What is needed: Reproduce every line in the material below that holds "image".

Record set:
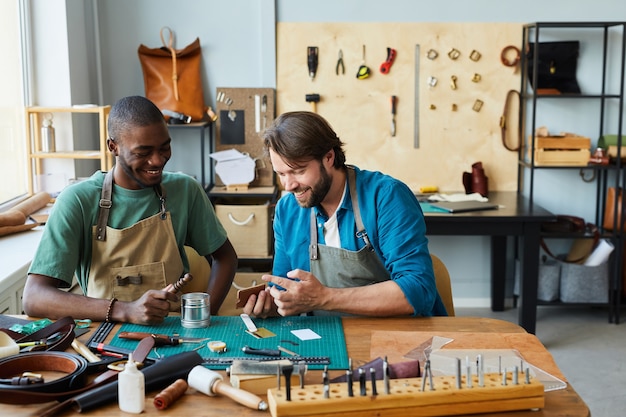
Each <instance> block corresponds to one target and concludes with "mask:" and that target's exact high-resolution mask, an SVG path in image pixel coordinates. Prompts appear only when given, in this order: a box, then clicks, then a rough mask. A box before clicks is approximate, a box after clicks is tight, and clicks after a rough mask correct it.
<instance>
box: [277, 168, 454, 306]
mask: <svg viewBox="0 0 626 417" xmlns="http://www.w3.org/2000/svg"><path fill="white" fill-rule="evenodd" d="M355 170H356V187H357V194H358V197H359V198H358V200H359V207H360V209H361V217H362V219H363V224H364V226H365V230H366V231H367V234H368V236H369V239H370V241H371V243H372V245H373V246H374V249H375V251H376V253H377V254H378V256H379V257H380V259H381V261H382V262H383V265H385V268H386V269H387V270H388V271H389V273H390V275H391V279H392V280H394V281H395V282H396V283H397V284H398V285H399V286H400V288H401V289H402V291H403V292H404V295H405V296H406V298H407V300H408V301H409V303H410V304H411V306H412V307H413V311H414V315H416V316H432V315H446V313H445V307H444V306H443V303H442V301H441V298H440V297H439V295H438V293H437V287H436V284H435V277H434V273H433V266H432V261H431V258H430V253H429V251H428V239H427V238H426V223H425V222H424V215H423V213H422V209H421V208H420V205H419V202H418V201H417V199H416V198H415V195H414V193H413V192H412V191H411V190H410V189H409V188H408V187H407V186H406V185H405V184H404V183H402V182H401V181H399V180H396V179H395V178H392V177H390V176H388V175H385V174H382V173H380V172H373V171H365V170H360V169H358V168H356V167H355ZM349 194H350V191H349V190H346V195H345V197H344V200H343V202H342V203H341V205H340V206H339V208H338V210H337V223H338V226H339V236H340V239H341V247H342V248H344V249H348V250H353V251H356V250H359V249H360V248H362V247H363V246H365V243H364V241H363V239H362V238H357V236H356V232H357V230H356V224H355V223H354V211H353V208H352V202H351V200H350V195H349ZM314 210H315V212H316V218H317V228H318V236H319V237H318V241H319V243H321V244H324V243H325V242H324V232H323V225H324V222H326V220H328V218H327V217H326V216H325V215H324V214H323V213H321V212H320V211H319V209H318V208H317V207H315V208H314ZM309 219H310V209H304V208H301V207H300V206H299V205H298V203H297V201H296V199H295V197H294V196H293V194H288V195H286V196H284V197H282V198H281V199H280V200H279V201H278V203H277V205H276V211H275V216H274V239H275V242H274V266H273V274H274V275H277V276H282V277H285V276H287V272H288V271H291V270H293V269H302V270H305V271H310V270H311V267H310V261H309V250H308V248H309V240H310V233H309Z"/></svg>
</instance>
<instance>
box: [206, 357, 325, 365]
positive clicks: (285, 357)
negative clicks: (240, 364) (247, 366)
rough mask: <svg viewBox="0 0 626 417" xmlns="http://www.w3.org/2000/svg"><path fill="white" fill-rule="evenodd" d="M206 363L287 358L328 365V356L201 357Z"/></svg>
mask: <svg viewBox="0 0 626 417" xmlns="http://www.w3.org/2000/svg"><path fill="white" fill-rule="evenodd" d="M203 359H204V363H205V364H207V365H230V364H232V363H233V361H234V360H244V361H246V360H250V361H262V362H264V361H275V360H278V359H288V360H290V361H291V362H296V363H297V362H300V361H304V362H306V363H307V365H330V357H328V356H291V357H288V358H287V357H275V356H257V357H248V356H242V357H233V356H225V357H221V358H203Z"/></svg>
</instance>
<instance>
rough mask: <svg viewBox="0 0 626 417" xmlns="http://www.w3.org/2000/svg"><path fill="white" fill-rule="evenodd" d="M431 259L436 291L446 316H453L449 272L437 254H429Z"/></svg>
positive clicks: (453, 312)
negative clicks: (436, 283)
mask: <svg viewBox="0 0 626 417" xmlns="http://www.w3.org/2000/svg"><path fill="white" fill-rule="evenodd" d="M430 257H431V258H432V260H433V271H434V272H435V282H436V283H437V291H438V292H439V296H440V297H441V300H442V301H443V305H444V306H446V311H447V312H448V316H450V317H452V316H454V301H453V300H452V284H451V283H450V273H449V272H448V268H446V265H445V264H444V263H443V262H442V261H441V259H439V258H438V257H437V256H435V255H433V254H431V255H430Z"/></svg>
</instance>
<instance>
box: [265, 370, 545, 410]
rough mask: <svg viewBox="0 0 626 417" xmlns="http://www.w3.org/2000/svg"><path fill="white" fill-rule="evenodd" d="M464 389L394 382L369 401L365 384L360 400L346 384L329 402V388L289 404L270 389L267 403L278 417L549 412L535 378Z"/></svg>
mask: <svg viewBox="0 0 626 417" xmlns="http://www.w3.org/2000/svg"><path fill="white" fill-rule="evenodd" d="M461 379H462V382H461V389H458V388H457V385H456V377H454V376H435V377H433V386H434V390H431V387H430V385H429V383H428V379H427V381H426V382H427V383H426V386H425V389H424V391H422V378H405V379H392V380H390V381H389V387H390V389H389V394H385V393H384V386H383V381H381V380H378V381H377V393H378V395H372V389H371V384H370V381H369V379H368V381H367V395H365V396H361V395H359V394H360V391H359V383H358V381H356V380H355V382H354V385H353V387H354V396H353V397H349V396H348V390H347V387H346V383H333V384H330V395H329V398H324V386H323V385H321V384H318V385H307V386H305V387H304V388H303V389H301V388H299V387H297V388H295V389H294V388H292V389H291V401H287V399H286V391H285V389H284V388H281V389H280V390H278V389H275V388H274V389H269V390H268V391H267V398H268V403H269V407H270V412H271V414H272V416H273V417H282V416H312V415H315V416H337V417H339V416H341V417H346V416H355V417H356V416H363V415H376V416H406V415H411V416H451V415H461V414H477V413H491V412H502V411H515V410H528V409H536V408H543V407H544V404H545V398H544V386H543V384H542V383H541V382H540V381H538V380H537V379H534V378H531V379H530V383H526V381H525V380H524V378H523V376H522V375H521V374H520V375H519V384H517V385H514V384H513V375H512V374H511V373H508V374H507V379H506V382H507V385H502V379H503V376H502V375H500V374H498V373H490V374H485V375H484V386H483V387H479V386H478V376H476V375H473V376H472V387H471V388H469V387H467V385H466V378H465V376H463V377H462V378H461Z"/></svg>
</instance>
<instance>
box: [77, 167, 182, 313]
mask: <svg viewBox="0 0 626 417" xmlns="http://www.w3.org/2000/svg"><path fill="white" fill-rule="evenodd" d="M112 189H113V170H111V171H109V172H108V173H107V175H106V177H105V179H104V183H103V184H102V196H101V200H100V204H99V205H100V210H99V213H98V224H97V225H96V226H94V228H93V249H92V255H91V268H90V270H89V281H88V285H87V291H86V293H87V295H88V296H89V297H96V298H111V297H115V298H117V299H119V300H120V301H134V300H136V299H138V298H139V297H141V295H143V293H144V292H146V291H147V290H150V289H158V290H160V289H163V288H164V287H165V286H167V284H170V283H173V282H176V280H177V279H178V278H179V277H180V276H181V274H182V272H183V262H182V259H181V257H180V253H179V251H178V245H177V243H176V236H175V235H174V228H173V227H172V221H171V216H170V214H169V212H167V211H166V207H165V193H164V191H162V190H161V188H160V187H156V188H155V192H156V194H157V196H158V198H159V200H160V204H161V210H160V211H159V212H158V213H157V214H155V215H154V216H151V217H148V218H146V219H143V220H141V221H139V222H137V223H136V224H134V225H132V226H130V227H127V228H124V229H119V230H118V229H113V228H111V227H108V226H107V222H108V213H109V210H110V209H111V207H112V200H111V194H112ZM83 292H85V290H84V289H83ZM170 304H171V306H170V307H171V308H170V309H171V310H172V311H176V310H177V309H178V305H177V303H170Z"/></svg>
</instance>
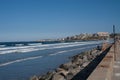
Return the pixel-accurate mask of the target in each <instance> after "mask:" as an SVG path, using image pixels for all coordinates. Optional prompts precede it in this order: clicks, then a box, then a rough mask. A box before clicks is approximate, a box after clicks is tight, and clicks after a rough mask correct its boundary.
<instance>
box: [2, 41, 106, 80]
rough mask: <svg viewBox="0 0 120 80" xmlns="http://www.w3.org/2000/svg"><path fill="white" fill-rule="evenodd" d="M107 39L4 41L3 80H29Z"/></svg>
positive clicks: (3, 44) (91, 48)
mask: <svg viewBox="0 0 120 80" xmlns="http://www.w3.org/2000/svg"><path fill="white" fill-rule="evenodd" d="M103 42H104V41H79V42H62V43H61V42H44V43H40V42H1V43H0V80H29V79H30V77H32V76H34V75H37V76H39V75H42V74H45V73H46V72H48V71H52V70H54V69H55V68H57V67H59V65H60V64H63V63H66V62H68V61H69V57H71V56H73V55H76V54H78V53H80V52H82V51H85V50H89V49H92V48H95V47H96V46H98V45H101V44H102V43H103Z"/></svg>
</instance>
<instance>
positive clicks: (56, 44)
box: [0, 41, 102, 54]
mask: <svg viewBox="0 0 120 80" xmlns="http://www.w3.org/2000/svg"><path fill="white" fill-rule="evenodd" d="M99 43H102V41H89V42H69V43H57V44H44V45H42V44H39V43H38V44H34V45H31V46H18V47H4V48H0V54H8V53H16V52H17V53H25V52H31V51H37V50H45V49H54V48H66V47H74V46H80V45H88V44H99Z"/></svg>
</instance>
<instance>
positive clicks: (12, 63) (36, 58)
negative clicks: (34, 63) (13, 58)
mask: <svg viewBox="0 0 120 80" xmlns="http://www.w3.org/2000/svg"><path fill="white" fill-rule="evenodd" d="M41 57H42V56H36V57H28V58H23V59H18V60H14V61H10V62H6V63H2V64H0V67H2V66H6V65H9V64H13V63H16V62H22V61H27V60H33V59H37V58H41Z"/></svg>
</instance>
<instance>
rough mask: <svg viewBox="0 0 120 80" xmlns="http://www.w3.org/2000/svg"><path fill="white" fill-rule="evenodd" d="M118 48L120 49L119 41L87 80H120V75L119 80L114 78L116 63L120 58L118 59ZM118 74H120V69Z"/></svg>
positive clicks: (100, 63) (116, 43)
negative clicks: (114, 46)
mask: <svg viewBox="0 0 120 80" xmlns="http://www.w3.org/2000/svg"><path fill="white" fill-rule="evenodd" d="M118 45H119V46H118ZM114 46H115V47H114ZM118 47H120V44H119V42H118V41H117V42H116V43H115V45H114V44H113V45H112V47H111V48H110V50H109V52H108V53H107V54H106V56H105V57H104V58H103V59H102V61H101V62H100V63H99V64H98V66H97V67H96V68H95V69H94V71H93V72H92V73H91V74H90V75H89V77H88V78H87V80H120V77H119V78H118V76H119V75H120V74H119V75H118V76H117V78H116V77H115V76H114V74H115V71H114V70H115V69H114V63H115V62H116V61H115V59H116V58H120V57H118V54H119V51H120V50H119V49H118ZM114 49H115V54H114ZM118 50H119V51H118ZM118 60H120V59H118ZM117 67H120V66H117ZM118 72H120V69H119V71H118Z"/></svg>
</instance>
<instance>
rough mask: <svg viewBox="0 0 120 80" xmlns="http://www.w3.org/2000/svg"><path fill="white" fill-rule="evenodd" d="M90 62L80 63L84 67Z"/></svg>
mask: <svg viewBox="0 0 120 80" xmlns="http://www.w3.org/2000/svg"><path fill="white" fill-rule="evenodd" d="M89 63H90V62H85V63H83V64H82V67H83V68H85V67H86V66H87V65H88V64H89Z"/></svg>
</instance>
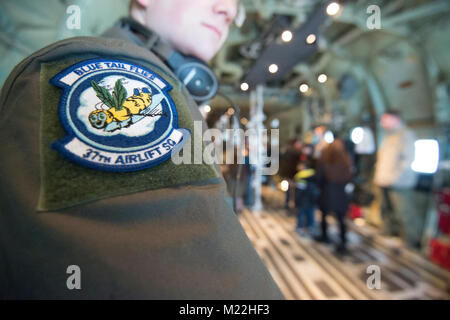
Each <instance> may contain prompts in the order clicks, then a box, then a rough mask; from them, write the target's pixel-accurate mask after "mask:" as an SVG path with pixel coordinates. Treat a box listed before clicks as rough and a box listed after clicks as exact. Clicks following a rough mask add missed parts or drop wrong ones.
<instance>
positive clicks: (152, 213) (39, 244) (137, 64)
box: [0, 37, 283, 299]
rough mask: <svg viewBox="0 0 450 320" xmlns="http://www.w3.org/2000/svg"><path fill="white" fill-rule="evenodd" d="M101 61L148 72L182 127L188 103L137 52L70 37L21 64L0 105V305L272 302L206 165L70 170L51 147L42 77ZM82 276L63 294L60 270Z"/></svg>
mask: <svg viewBox="0 0 450 320" xmlns="http://www.w3.org/2000/svg"><path fill="white" fill-rule="evenodd" d="M93 58H110V59H121V60H124V61H129V62H131V63H135V64H137V65H141V66H143V67H145V68H148V69H150V70H152V71H154V72H155V73H158V74H159V75H160V76H161V77H163V78H164V79H165V80H166V81H168V82H170V83H171V84H172V85H173V90H172V91H171V93H170V94H171V96H172V98H173V100H174V101H175V104H176V108H177V111H178V113H179V115H180V119H179V122H180V123H181V124H182V125H183V126H185V127H187V128H189V127H191V126H192V123H193V121H194V120H201V119H202V118H201V115H200V113H199V111H198V108H197V105H196V104H195V103H194V101H193V100H192V99H191V97H190V96H189V94H188V93H187V92H186V90H185V89H184V87H183V86H182V84H181V83H180V82H179V81H178V80H177V79H176V78H175V76H174V75H173V73H172V72H171V71H170V70H169V69H168V68H167V67H166V66H165V65H164V64H163V63H162V62H161V61H160V60H159V59H158V58H157V57H156V56H154V55H153V54H152V53H150V52H149V51H148V50H146V49H144V48H141V47H139V46H136V45H134V44H132V43H130V42H126V41H123V40H119V39H108V38H88V37H86V38H72V39H68V40H63V41H60V42H57V43H55V44H53V45H50V46H48V47H46V48H44V49H42V50H40V51H38V52H36V53H35V54H33V55H32V56H30V57H29V58H27V59H25V60H24V61H22V62H21V63H20V64H19V65H18V66H17V67H16V68H15V69H14V70H13V72H12V73H11V74H10V76H9V78H8V79H7V80H6V82H5V85H4V87H3V89H2V93H1V96H0V111H1V116H0V142H1V146H2V151H1V152H0V175H1V179H0V298H32V299H34V298H56V299H79V298H82V299H116V298H117V299H282V298H283V297H282V295H281V293H280V291H279V289H278V287H277V286H276V284H275V283H274V281H273V279H272V278H271V276H270V274H269V273H268V271H267V269H266V268H265V266H264V265H263V263H262V262H261V260H260V258H259V257H258V255H257V254H256V252H255V250H254V248H253V247H252V245H251V243H250V241H249V240H248V238H247V237H246V235H245V233H244V231H243V229H242V228H241V226H240V224H239V221H238V219H237V218H236V216H235V214H234V212H233V211H232V209H231V208H230V207H229V205H228V204H227V202H226V201H225V184H224V181H223V178H222V177H221V174H220V173H219V171H218V168H217V167H214V166H210V165H187V164H185V165H179V166H175V165H174V164H173V163H171V162H170V160H169V161H166V162H164V163H162V164H160V165H158V166H155V167H152V168H148V169H145V170H141V171H137V172H133V173H118V172H100V171H96V170H92V169H88V168H84V167H82V166H79V165H77V164H75V163H73V162H71V161H69V160H67V159H65V158H64V157H62V156H61V155H60V154H59V153H58V152H56V151H55V150H53V149H52V148H51V143H52V142H53V141H54V140H55V139H58V138H61V137H62V136H64V129H63V128H62V127H61V124H60V123H59V121H58V117H57V114H56V108H57V101H58V98H59V95H60V94H61V89H59V88H57V87H55V86H52V85H51V84H49V83H48V80H49V78H50V77H52V76H53V75H54V74H56V73H58V72H60V71H61V70H62V69H64V68H65V67H67V66H68V65H71V64H73V63H75V62H77V61H82V60H86V59H93ZM70 265H77V266H79V267H80V269H81V275H82V278H81V279H82V280H81V283H82V289H81V290H69V289H68V288H67V285H66V281H67V279H68V277H69V274H67V272H66V271H67V268H68V266H70Z"/></svg>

Response:
Each <instance> block corresponds to one target and concludes with "mask:" and that target's exact high-resolution mask, an SVG path in image pixel coordinates. Prompts appear only when given, in this order: a box, then clicks, then a rough mask. A box before clicks is approximate, a box after clicks is tight, and clicks after a rough mask correct it.
Return the pixel-accurate mask of the target in each <instance> after "mask:" as an SVG path, using image pixels for all coordinates. Optional prompts precede it in this order: clicks, then a box, then a rough mask. A box before clicks is approximate, a box after clicks is tight, and clicks after a rough mask correct its boundary.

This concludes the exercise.